--- Tarea 1 ---
Actualiza las líneas de los registros que van desde la que contiene "Reviewer note: every instance of the truck windshield" hasta la que contiene "pixel 171 114", ambas incluidas. Cambia "front bumper" por "rear bumper", deja lo demás intacto y entrega solo esas líneas.

--- Fragmento citado ---
***
Se acabó eso de ir lamentando por los rincones que las plantas se me mueren entre las manos. Por fin he encontrado la clave mágica para dedicarme a la jardinería: tener varias para que mis cuidados de madre agobiante se repartan y no ahogen. En otras palabras, dejarlas a su aire y regarlas de vez en cuando. Como desde que vivo en la nueva casa (2 meses ya) no he acabado con ninguna, he dado el salto a las verduras. R. y J., que tienen un huerto en Ávila y usan el balcón de su casa como vivero, me han dado 6 lechugas y 3 rábanos. En realidad lechugas no parecen todavía, son cuatro hojitas en vasos de yogúr. Pero ya he transplantado una y parece otra cosa.
***
--- Datos proporcionados ---
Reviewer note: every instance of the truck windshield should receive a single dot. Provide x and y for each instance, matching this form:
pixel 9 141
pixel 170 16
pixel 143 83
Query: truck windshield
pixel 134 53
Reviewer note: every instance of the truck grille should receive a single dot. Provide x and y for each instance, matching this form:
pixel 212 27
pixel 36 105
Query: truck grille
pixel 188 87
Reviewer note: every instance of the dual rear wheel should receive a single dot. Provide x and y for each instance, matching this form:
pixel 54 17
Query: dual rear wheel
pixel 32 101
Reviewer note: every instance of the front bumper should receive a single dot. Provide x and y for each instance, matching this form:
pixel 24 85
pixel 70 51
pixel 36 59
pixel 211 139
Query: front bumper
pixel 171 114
***
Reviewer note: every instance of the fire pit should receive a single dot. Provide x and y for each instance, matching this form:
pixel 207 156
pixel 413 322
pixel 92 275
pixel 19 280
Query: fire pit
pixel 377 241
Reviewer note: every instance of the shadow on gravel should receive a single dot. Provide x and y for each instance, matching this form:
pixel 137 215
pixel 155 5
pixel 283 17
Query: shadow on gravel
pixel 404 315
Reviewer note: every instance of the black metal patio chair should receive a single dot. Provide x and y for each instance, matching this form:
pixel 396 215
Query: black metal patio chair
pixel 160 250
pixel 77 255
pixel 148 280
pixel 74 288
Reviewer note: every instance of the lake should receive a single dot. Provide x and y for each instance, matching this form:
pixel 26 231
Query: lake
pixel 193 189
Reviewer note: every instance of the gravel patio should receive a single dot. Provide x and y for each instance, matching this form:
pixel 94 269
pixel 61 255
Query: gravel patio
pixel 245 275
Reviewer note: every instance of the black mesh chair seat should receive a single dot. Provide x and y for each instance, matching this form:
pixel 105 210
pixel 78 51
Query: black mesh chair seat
***
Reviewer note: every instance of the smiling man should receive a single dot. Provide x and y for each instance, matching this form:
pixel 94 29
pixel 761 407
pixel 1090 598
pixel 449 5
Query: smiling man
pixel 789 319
***
--- Tarea 2 ---
En el fragmento sobre la jardinería, ¿qué le dieron R. y J.?

--- Solución escrita 1 ---
Reviewer note: every instance of the truck windshield should receive a single dot. Provide x and y for each instance, matching this form:
pixel 9 141
pixel 170 16
pixel 143 83
Query: truck windshield
pixel 134 53
Reviewer note: every instance of the truck grille should receive a single dot. Provide x and y for each instance, matching this form:
pixel 212 27
pixel 36 105
Query: truck grille
pixel 188 87
Reviewer note: every instance of the dual rear wheel should receive a single dot. Provide x and y for each instance, matching this form:
pixel 54 17
Query: dual rear wheel
pixel 32 101
Reviewer note: every instance of the rear bumper should receive a single dot. Provide x and y for each instance, matching this form:
pixel 24 85
pixel 70 51
pixel 36 59
pixel 211 139
Query: rear bumper
pixel 171 114

--- Solución escrita 2 ---
Seis lechugas y tres rábanos.